### Problem to solve
Of all the lines below, output only those starting at the one with "Then point out every instance of the fountain basin" and ending at the one with "Then point out every instance of the light bulb", both ends included, exactly as written.

### Data shown
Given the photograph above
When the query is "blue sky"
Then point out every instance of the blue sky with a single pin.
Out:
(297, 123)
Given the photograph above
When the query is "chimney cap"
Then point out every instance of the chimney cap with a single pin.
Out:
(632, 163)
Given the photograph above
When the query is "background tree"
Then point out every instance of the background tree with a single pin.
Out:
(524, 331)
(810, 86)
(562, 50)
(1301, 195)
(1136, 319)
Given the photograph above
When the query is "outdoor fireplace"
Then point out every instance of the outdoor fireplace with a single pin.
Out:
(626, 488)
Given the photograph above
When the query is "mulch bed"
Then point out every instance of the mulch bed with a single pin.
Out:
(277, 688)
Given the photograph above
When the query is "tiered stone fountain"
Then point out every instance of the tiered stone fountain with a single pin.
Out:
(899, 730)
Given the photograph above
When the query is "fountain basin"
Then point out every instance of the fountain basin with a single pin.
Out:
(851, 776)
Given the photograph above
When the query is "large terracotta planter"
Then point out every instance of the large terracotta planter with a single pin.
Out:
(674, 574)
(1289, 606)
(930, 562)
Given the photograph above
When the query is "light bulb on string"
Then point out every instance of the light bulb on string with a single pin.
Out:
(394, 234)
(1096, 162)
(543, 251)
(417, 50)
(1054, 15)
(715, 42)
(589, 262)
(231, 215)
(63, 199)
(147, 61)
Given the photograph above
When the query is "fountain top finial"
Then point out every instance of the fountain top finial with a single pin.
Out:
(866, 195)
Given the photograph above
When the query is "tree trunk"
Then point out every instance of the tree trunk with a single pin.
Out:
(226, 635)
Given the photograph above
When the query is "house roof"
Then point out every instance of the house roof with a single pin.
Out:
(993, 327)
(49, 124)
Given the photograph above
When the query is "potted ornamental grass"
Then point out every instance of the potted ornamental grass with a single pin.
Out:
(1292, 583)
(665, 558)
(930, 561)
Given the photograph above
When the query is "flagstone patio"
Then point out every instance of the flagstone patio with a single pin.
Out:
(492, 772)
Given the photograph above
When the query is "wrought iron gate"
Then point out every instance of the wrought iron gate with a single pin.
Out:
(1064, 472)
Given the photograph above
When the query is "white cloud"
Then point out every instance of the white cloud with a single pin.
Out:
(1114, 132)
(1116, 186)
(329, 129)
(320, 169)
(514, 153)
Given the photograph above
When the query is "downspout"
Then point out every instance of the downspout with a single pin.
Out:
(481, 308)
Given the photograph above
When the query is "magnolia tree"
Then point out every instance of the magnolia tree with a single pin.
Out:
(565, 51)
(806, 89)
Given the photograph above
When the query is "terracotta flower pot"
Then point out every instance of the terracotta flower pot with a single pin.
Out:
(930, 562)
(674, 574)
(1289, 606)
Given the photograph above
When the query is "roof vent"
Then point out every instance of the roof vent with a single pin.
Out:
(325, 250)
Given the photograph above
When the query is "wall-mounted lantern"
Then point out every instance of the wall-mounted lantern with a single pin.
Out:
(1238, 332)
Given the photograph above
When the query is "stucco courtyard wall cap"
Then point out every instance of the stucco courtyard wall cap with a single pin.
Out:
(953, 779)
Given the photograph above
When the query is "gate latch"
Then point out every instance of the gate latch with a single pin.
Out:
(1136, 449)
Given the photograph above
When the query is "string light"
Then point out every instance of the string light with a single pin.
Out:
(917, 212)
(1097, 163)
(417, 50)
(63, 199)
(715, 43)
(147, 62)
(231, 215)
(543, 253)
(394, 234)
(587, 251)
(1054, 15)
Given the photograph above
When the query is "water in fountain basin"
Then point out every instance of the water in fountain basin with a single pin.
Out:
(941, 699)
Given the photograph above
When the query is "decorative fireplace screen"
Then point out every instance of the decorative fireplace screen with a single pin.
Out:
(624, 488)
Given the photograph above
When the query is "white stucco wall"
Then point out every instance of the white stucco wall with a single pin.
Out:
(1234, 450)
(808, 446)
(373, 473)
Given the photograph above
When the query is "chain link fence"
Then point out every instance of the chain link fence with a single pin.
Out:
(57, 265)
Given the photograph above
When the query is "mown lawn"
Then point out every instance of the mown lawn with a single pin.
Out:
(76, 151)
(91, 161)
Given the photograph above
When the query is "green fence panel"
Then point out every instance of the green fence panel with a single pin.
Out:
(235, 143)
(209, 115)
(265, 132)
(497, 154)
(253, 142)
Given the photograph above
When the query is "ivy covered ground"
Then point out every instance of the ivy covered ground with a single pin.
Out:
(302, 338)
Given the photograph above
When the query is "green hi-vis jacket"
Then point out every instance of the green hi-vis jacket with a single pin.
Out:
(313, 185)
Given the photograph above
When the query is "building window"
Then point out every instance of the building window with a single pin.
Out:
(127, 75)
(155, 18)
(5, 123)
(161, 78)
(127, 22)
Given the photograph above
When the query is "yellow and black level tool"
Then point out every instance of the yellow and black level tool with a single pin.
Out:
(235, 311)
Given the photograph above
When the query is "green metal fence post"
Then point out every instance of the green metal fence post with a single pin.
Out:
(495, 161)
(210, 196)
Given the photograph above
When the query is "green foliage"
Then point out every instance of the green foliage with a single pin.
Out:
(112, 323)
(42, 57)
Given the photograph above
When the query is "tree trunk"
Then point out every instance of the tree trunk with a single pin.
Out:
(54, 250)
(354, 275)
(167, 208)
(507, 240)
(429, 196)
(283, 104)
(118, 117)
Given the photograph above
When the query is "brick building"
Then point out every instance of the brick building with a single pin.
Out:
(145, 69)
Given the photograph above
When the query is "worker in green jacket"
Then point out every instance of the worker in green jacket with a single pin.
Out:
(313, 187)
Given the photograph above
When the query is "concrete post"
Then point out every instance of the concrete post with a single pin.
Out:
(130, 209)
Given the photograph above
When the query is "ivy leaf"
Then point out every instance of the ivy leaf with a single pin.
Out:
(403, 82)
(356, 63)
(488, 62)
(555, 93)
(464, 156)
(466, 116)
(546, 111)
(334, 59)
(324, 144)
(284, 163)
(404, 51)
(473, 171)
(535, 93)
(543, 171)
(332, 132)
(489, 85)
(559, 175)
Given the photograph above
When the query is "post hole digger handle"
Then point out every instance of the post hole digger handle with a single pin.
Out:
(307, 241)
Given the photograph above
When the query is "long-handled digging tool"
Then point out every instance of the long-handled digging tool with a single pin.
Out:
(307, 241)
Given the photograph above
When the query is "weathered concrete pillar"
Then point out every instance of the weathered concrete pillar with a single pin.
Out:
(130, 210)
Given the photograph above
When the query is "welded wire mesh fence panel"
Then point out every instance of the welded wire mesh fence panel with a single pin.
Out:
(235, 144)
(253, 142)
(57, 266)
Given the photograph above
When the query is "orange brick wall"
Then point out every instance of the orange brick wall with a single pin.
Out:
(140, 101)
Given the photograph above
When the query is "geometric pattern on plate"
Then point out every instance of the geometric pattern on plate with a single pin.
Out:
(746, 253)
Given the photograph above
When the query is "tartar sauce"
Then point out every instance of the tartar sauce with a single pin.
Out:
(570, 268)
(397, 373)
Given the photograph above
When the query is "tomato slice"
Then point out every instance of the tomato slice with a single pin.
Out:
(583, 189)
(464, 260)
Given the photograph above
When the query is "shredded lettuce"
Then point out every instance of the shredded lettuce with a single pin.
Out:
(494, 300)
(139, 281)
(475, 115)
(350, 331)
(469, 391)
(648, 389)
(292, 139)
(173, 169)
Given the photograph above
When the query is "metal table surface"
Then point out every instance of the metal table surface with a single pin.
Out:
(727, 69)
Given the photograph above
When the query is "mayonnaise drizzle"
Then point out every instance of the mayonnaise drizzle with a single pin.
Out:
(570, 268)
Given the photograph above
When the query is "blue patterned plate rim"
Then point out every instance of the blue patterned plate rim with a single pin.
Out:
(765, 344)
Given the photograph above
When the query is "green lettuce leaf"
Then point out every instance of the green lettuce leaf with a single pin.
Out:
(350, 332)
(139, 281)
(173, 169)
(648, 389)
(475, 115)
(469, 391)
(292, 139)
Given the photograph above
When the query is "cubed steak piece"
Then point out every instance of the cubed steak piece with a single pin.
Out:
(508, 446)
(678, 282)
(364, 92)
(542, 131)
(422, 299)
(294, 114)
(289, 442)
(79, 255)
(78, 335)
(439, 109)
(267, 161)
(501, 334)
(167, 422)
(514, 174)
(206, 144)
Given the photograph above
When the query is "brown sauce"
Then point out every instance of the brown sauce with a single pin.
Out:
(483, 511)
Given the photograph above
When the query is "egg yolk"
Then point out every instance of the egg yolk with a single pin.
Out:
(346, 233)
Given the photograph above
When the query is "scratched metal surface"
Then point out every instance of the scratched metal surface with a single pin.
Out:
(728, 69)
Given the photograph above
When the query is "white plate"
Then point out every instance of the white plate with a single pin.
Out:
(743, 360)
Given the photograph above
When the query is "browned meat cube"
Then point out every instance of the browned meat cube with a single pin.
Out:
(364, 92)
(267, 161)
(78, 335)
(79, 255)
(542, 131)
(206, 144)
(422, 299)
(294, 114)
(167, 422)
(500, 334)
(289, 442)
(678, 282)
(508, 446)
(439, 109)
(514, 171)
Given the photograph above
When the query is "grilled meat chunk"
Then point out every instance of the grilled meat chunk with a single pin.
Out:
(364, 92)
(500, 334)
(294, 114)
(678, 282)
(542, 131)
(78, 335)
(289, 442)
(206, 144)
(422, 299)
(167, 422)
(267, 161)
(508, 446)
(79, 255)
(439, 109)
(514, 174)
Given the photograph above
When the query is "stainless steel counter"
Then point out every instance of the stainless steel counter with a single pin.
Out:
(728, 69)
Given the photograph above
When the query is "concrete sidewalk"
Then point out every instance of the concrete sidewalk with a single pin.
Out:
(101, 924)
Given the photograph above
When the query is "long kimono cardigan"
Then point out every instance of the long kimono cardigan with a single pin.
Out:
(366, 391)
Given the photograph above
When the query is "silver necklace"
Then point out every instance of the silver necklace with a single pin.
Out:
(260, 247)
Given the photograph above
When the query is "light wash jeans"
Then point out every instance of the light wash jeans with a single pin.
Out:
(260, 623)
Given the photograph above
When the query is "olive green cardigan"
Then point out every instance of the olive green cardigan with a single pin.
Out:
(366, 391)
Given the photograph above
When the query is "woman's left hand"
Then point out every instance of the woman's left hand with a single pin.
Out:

### Output of the exercise
Then point out every instance of the fountain basin with a single pin.
Out:
(851, 776)
Given the photograph above
When the query is "large terracotta planter"
Then point out every instance of the large terracotta planter with a single pin.
Out:
(674, 574)
(1289, 606)
(930, 562)
Given the photograph above
When the query is "light bulb on string"
Then point out every instance of the light bulb on string with a single pin.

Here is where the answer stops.